## Your assignment
Restate word for word the lines of the entries below, starting with the line that holds "box: [442, 186, 469, 219]" and ending with the line that holds "19L464 38L479 41L485", and no others.

## Record excerpts
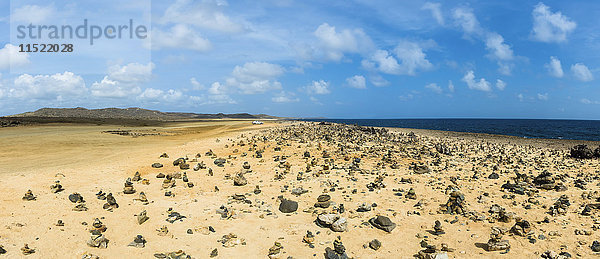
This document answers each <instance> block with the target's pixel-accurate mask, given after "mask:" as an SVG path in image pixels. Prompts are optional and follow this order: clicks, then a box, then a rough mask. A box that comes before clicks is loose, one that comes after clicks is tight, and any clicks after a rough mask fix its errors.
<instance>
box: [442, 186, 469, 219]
mask: <svg viewBox="0 0 600 259" xmlns="http://www.w3.org/2000/svg"><path fill="white" fill-rule="evenodd" d="M441 209H442V211H443V212H444V213H448V214H464V213H465V212H466V203H465V196H464V195H463V194H462V193H460V192H459V191H456V190H455V191H452V193H450V198H448V201H447V202H446V204H443V205H442V208H441Z"/></svg>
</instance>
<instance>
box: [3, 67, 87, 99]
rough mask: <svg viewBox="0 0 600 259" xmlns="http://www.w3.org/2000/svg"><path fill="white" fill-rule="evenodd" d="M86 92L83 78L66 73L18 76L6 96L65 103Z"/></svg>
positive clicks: (70, 72)
mask: <svg viewBox="0 0 600 259" xmlns="http://www.w3.org/2000/svg"><path fill="white" fill-rule="evenodd" d="M86 92H87V88H86V86H85V81H84V80H83V78H82V77H81V76H78V75H75V74H74V73H72V72H68V71H67V72H64V73H62V74H60V73H58V74H54V75H35V76H32V75H29V74H23V75H20V76H19V77H17V78H15V80H14V88H11V89H9V90H8V91H7V93H6V95H7V96H8V97H11V98H16V99H21V100H46V101H52V100H55V101H65V100H68V99H70V98H75V97H78V96H80V95H83V94H85V93H86Z"/></svg>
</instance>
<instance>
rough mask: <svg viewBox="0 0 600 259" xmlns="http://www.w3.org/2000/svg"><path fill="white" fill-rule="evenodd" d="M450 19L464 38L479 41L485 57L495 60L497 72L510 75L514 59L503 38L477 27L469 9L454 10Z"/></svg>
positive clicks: (475, 19) (475, 16) (476, 25)
mask: <svg viewBox="0 0 600 259" xmlns="http://www.w3.org/2000/svg"><path fill="white" fill-rule="evenodd" d="M452 17H453V19H454V22H455V24H456V25H457V26H459V27H460V28H461V29H462V30H463V31H464V33H465V36H474V37H475V38H476V39H479V40H481V41H482V42H483V43H484V44H485V48H486V49H487V50H488V52H489V53H488V54H487V57H488V58H490V59H492V60H496V62H497V64H498V71H499V72H500V73H501V74H504V75H510V74H511V71H512V68H513V63H512V61H513V60H514V59H515V57H514V53H513V50H512V48H511V46H510V45H508V44H507V43H506V42H505V41H504V37H502V35H500V34H498V33H497V32H492V31H489V30H486V29H484V28H482V27H481V26H480V25H479V21H478V20H477V17H476V16H475V14H474V13H473V10H472V9H470V8H456V9H454V11H453V13H452Z"/></svg>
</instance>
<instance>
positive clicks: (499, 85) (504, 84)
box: [496, 79, 506, 91]
mask: <svg viewBox="0 0 600 259" xmlns="http://www.w3.org/2000/svg"><path fill="white" fill-rule="evenodd" d="M496 88H498V90H500V91H503V90H504V89H505V88H506V83H505V82H504V81H502V80H500V79H497V80H496Z"/></svg>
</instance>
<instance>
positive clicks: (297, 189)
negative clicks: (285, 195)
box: [292, 187, 308, 196]
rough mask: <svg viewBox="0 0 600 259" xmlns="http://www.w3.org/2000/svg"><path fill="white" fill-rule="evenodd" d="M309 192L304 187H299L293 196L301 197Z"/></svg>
mask: <svg viewBox="0 0 600 259" xmlns="http://www.w3.org/2000/svg"><path fill="white" fill-rule="evenodd" d="M307 192H308V190H305V189H304V188H302V187H298V188H294V189H292V194H293V195H296V196H300V195H302V194H305V193H307Z"/></svg>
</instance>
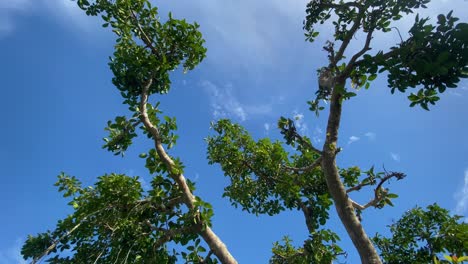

## Answer section
box: [442, 186, 469, 219]
mask: <svg viewBox="0 0 600 259" xmlns="http://www.w3.org/2000/svg"><path fill="white" fill-rule="evenodd" d="M441 209H442V211H443V212H444V213H448V214H464V213H465V212H466V203H465V196H464V195H463V194H462V193H460V192H459V191H456V190H455V191H452V193H450V198H448V201H447V202H446V204H443V205H442V208H441Z"/></svg>
</instance>
<instance>
box: [3, 67, 87, 99]
rough mask: <svg viewBox="0 0 600 259" xmlns="http://www.w3.org/2000/svg"><path fill="white" fill-rule="evenodd" d="M86 92L83 78L66 73L18 76L6 96L65 103Z"/></svg>
positive clicks: (70, 72)
mask: <svg viewBox="0 0 600 259" xmlns="http://www.w3.org/2000/svg"><path fill="white" fill-rule="evenodd" d="M86 92H87V88H86V86H85V81H84V80H83V78H82V77H81V76H78V75H75V74H74V73H72V72H68V71H67V72H64V73H62V74H60V73H58V74H54V75H35V76H32V75H29V74H23V75H20V76H19V77H17V78H15V80H14V88H11V89H9V90H8V91H7V93H6V95H7V96H8V97H11V98H16V99H21V100H46V101H52V100H55V101H65V100H68V99H70V98H75V97H78V96H80V95H83V94H85V93H86Z"/></svg>
</instance>
<instance>
rough mask: <svg viewBox="0 0 600 259" xmlns="http://www.w3.org/2000/svg"><path fill="white" fill-rule="evenodd" d="M450 19L464 38L479 41L485 57L495 60L497 72L510 75L514 59L503 38L477 27L469 9L454 10Z"/></svg>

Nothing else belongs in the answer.